§ Stated task
Please tally the lines in the data below that contain the string "tent", and give only that number.

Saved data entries

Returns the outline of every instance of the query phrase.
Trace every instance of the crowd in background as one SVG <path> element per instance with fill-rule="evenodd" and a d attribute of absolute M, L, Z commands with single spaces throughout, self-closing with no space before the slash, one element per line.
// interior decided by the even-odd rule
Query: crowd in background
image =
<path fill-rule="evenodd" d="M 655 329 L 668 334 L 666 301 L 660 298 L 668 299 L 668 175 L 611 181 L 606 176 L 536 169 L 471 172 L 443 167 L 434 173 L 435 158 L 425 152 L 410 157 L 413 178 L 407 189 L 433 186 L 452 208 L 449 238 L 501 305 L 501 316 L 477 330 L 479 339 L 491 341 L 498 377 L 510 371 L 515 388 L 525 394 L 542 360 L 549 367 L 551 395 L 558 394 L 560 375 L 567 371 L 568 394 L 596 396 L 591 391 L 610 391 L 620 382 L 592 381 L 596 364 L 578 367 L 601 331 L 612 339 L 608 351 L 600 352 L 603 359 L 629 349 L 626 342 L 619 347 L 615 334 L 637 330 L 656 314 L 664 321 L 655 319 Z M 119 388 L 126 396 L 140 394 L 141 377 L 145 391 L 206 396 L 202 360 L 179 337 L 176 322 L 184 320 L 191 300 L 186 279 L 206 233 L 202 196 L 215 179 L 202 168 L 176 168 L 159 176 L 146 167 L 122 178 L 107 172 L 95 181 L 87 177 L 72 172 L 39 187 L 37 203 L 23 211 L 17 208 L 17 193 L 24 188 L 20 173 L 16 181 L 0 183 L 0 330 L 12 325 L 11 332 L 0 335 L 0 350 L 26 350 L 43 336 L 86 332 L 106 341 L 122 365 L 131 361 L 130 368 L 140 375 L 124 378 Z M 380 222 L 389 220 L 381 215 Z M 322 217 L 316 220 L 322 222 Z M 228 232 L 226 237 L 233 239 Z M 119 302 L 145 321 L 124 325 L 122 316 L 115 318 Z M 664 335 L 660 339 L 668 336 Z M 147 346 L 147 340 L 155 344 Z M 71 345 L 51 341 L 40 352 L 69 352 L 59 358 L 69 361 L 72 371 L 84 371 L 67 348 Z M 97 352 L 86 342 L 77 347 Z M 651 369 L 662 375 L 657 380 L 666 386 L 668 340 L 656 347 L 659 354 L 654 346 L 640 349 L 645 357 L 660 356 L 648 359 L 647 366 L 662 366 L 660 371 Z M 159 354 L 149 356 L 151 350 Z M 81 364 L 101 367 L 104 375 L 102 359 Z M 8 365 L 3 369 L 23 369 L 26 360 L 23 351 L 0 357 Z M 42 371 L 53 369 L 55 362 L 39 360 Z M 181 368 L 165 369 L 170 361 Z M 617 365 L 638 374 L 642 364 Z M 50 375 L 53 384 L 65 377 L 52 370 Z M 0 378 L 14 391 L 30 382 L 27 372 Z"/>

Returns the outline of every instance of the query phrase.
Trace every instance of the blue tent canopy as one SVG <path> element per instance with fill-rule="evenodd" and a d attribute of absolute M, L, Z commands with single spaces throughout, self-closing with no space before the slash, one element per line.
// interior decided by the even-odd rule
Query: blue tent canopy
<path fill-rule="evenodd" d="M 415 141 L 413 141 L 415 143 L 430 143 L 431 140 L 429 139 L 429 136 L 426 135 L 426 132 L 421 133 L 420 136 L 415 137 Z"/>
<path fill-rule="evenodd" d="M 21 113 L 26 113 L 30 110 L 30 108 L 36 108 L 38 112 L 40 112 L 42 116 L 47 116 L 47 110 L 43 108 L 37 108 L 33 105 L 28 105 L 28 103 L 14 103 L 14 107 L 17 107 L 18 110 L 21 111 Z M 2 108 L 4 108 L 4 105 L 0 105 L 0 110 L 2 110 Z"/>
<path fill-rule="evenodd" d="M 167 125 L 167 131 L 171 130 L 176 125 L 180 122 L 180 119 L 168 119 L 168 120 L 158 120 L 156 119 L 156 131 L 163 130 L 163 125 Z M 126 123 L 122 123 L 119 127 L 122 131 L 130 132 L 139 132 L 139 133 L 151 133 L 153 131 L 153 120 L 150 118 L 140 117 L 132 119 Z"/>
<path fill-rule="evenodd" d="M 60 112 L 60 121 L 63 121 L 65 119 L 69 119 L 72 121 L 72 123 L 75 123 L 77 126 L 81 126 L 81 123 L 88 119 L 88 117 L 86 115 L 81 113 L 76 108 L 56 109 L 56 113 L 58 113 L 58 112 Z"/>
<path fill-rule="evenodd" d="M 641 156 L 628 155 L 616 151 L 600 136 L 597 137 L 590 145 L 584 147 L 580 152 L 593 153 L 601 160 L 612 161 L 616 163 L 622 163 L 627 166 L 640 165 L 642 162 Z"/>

§ Answer to this exercise
2